• GIVEN EXERCISE 1
Report every line in the records below that contains the string "light", copying each such line in full. Only matches with the same capitalization count.

• SOURCE EXTRACT
----------------
I've done a fair amount of Aikido and a lot of Hapkido (and other arts). I think that when it comes to self defense, Aikido, as it is frequently taught, by itself, is a long road to follow if your goal is defending yourself from assault. If you want to be able to defend yourself from a mugging or a drunk jerk in a bar you're probably going to be a *lot* more effective a *lot* faster if you go study boxing, BJJ, or some TMA that's focused on quickly developing basic fighting skills. Your Aikido is likely to be a lot better if you've done those things as well. 

That being said, if your goal is protecting yourself from injury, getting really practiced at any art that deeply ingrains good, reflexive, high falls and break falls will likely serve you very well and Aikido is probably one of the better choices for developing this skill. I know that I've avoided potentially serious injury several times because I instinctively respond with a mostly respectable break fall or roll when I lose my footing or get knocked over even though it's been close to 20 years since I last spent a lot of time doing high falls.

One of the most impressive examples of martial arts application for self protection I've ever seen in a real world situation was by a friend of mine with several years of Judo and Hapkido training. This was 20 years ago when he was moving into a new apartment. He was carrying a *huge* CRT TV - he was 6'3" and weighed about 230lbs. without a lot of excess fat and the TV was still a struggle for him to carry by himself. He couldn't see where he was going very well and stepped off the sidewalk into a gravel filled gardening bed. Both of his feet shot straight out from under him, he fell straight backwards onto concrete and the TV shot straight up in the air! He executed a perfect breakfall on the sidewalk, slapped, bounced up and caught the TV and cradled it to his chest, then just as he was about to hit the ground again once again slapped off the ground re-caught the TV and eased it down on top of himself. He walked away from it with no injury at all and the TV was undamaged. I'm pretty sure he hasn't had to use either Judo or Hapkido to defend himself from attack but they sure saved him from injury that time!
----------------
• GIVEN EXERCISE 2
Reproduce the forum post on Aikido and break falls above, word for word and in full.

• MATERIAL SUPPLIED
----------------
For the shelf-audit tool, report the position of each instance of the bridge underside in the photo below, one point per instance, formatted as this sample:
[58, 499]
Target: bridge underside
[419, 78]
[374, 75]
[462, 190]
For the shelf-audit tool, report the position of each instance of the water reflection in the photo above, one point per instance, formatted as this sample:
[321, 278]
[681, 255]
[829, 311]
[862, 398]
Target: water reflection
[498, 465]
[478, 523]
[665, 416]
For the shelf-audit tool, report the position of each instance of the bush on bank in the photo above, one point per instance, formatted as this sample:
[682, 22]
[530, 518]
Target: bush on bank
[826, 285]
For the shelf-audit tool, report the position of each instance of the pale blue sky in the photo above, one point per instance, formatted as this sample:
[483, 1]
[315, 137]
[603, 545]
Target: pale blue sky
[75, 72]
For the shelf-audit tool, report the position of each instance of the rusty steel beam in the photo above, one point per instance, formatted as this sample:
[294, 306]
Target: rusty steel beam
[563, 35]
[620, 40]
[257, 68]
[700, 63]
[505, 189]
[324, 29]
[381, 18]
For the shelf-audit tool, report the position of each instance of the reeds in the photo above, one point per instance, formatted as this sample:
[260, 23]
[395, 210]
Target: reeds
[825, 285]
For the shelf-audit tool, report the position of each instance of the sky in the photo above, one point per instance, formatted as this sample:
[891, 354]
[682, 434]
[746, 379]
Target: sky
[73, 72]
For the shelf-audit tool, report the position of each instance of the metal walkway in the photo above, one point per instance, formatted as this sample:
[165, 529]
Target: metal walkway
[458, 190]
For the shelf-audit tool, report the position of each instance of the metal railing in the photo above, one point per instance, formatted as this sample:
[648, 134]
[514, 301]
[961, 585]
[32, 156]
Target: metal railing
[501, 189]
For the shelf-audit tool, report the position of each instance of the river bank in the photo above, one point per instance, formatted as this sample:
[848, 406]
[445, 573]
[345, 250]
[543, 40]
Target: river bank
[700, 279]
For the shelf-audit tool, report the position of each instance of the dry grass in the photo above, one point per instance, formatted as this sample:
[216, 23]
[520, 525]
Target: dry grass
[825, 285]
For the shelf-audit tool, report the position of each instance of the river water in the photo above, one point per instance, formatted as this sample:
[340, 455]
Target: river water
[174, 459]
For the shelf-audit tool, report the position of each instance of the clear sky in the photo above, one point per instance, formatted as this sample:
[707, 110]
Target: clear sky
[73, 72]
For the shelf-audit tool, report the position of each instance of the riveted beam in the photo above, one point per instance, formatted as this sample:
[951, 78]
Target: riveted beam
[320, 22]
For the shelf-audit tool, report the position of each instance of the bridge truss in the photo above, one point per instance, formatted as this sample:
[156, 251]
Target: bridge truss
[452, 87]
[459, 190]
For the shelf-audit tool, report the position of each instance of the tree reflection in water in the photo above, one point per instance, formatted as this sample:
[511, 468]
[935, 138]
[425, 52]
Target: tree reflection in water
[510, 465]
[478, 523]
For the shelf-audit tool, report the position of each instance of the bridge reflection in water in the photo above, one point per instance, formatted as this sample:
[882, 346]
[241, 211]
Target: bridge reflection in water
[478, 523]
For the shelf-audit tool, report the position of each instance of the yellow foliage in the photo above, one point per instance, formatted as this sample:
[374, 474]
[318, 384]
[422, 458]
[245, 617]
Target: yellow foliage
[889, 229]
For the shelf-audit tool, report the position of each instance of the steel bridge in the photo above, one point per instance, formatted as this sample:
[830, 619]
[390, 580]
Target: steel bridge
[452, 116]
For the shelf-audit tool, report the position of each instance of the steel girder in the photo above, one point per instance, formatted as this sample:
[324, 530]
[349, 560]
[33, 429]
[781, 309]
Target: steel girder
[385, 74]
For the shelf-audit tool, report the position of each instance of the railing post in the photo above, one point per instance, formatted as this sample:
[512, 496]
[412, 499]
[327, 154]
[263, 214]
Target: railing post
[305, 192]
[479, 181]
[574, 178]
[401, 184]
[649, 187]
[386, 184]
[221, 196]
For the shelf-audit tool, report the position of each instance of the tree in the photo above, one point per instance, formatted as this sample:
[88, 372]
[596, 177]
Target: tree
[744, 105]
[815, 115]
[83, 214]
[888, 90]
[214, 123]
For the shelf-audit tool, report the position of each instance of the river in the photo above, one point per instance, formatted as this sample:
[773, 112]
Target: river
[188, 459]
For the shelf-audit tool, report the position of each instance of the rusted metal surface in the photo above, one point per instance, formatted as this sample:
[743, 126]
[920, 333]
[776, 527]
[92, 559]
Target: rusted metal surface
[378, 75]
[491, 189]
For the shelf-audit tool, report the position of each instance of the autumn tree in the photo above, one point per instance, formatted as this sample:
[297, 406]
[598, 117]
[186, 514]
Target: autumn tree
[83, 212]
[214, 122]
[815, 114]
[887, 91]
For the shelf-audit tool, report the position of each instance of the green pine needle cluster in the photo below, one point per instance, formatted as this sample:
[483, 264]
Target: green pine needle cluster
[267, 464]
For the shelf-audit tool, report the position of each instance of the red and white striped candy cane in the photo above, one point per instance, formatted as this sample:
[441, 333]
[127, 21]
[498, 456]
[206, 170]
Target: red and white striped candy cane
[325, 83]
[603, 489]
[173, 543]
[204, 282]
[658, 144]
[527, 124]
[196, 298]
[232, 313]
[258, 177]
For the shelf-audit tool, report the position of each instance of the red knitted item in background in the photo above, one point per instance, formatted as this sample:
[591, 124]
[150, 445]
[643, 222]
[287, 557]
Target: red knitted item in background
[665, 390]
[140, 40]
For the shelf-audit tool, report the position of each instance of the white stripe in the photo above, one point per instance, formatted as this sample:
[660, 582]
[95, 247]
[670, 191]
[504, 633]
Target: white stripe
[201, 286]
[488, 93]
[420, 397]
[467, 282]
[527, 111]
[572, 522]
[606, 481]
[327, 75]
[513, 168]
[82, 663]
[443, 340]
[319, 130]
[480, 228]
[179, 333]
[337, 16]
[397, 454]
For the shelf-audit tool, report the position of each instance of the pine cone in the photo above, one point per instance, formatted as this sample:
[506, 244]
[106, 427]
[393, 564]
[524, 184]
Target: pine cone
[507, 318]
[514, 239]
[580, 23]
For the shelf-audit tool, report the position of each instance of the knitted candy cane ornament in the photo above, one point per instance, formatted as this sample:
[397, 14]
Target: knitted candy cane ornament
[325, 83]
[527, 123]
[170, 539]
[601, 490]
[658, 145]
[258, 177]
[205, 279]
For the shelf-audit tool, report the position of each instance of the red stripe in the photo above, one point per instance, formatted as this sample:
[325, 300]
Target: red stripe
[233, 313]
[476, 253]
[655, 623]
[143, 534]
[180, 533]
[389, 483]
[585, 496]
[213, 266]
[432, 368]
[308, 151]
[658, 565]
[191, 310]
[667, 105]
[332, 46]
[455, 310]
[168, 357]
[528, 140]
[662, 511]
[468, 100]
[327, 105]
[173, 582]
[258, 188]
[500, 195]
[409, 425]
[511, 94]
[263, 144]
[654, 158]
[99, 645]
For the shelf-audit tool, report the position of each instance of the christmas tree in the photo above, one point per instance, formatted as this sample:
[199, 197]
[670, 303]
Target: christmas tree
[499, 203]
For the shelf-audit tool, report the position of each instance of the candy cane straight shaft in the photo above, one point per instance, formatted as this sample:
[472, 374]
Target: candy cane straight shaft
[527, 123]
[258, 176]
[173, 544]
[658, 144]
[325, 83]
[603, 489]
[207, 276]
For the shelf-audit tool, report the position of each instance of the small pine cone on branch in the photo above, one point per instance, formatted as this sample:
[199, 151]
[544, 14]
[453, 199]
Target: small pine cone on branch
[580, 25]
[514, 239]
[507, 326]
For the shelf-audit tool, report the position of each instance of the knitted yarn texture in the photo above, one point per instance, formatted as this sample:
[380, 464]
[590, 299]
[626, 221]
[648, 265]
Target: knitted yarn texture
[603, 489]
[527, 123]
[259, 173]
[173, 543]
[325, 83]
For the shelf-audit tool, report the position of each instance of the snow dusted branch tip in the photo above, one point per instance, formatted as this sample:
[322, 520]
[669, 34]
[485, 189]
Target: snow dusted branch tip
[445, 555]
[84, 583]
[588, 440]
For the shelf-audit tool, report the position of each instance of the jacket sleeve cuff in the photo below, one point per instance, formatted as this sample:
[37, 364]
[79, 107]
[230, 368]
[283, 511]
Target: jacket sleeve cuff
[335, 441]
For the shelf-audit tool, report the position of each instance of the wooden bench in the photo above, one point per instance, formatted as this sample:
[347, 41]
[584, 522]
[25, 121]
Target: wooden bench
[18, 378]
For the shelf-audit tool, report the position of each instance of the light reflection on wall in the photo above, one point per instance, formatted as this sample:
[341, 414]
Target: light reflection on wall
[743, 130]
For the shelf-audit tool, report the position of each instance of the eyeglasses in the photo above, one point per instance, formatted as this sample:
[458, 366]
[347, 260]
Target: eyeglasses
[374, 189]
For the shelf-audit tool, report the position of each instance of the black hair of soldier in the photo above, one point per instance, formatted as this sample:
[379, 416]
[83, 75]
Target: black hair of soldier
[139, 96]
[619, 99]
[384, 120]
----------------
• RESULT 1
For the shelf-audit tool, report the position of each instance of the light reflection on wall in the photo above, one point per instance, formatted as this sample:
Target: light reflection on wall

• RESULT 2
I've done a fair amount of Aikido and a lot of Hapkido (and other arts). I think that when it comes to self defense, Aikido, as it is frequently taught, by itself, is a long road to follow if your goal is defending yourself from assault. If you want to be able to defend yourself from a mugging or a drunk jerk in a bar you're probably going to be a *lot* more effective a *lot* faster if you go study boxing, BJJ, or some TMA that's focused on quickly developing basic fighting skills. Your Aikido is likely to be a lot better if you've done those things as well. 

That being said, if your goal is protecting yourself from injury, getting really practiced at any art that deeply ingrains good, reflexive, high falls and break falls will likely serve you very well and Aikido is probably one of the better choices for developing this skill. I know that I've avoided potentially serious injury several times because I instinctively respond with a mostly respectable break fall or roll when I lose my footing or get knocked over even though it's been close to 20 years since I last spent a lot of time doing high falls.

One of the most impressive examples of martial arts application for self protection I've ever seen in a real world situation was by a friend of mine with several years of Judo and Hapkido training. This was 20 years ago when he was moving into a new apartment. He was carrying a *huge* CRT TV - he was 6'3" and weighed about 230lbs. without a lot of excess fat and the TV was still a struggle for him to carry by himself. He couldn't see where he was going very well and stepped off the sidewalk into a gravel filled gardening bed. Both of his feet shot straight out from under him, he fell straight backwards onto concrete and the TV shot straight up in the air! He executed a perfect breakfall on the sidewalk, slapped, bounced up and caught the TV and cradled it to his chest, then just as he was about to hit the ground again once again slapped off the ground re-caught the TV and eased it down on top of himself. He walked away from it with no injury at all and the TV was undamaged. I'm pretty sure he hasn't had to use either Judo or Hapkido to defend himself from attack but they sure saved him from injury that time!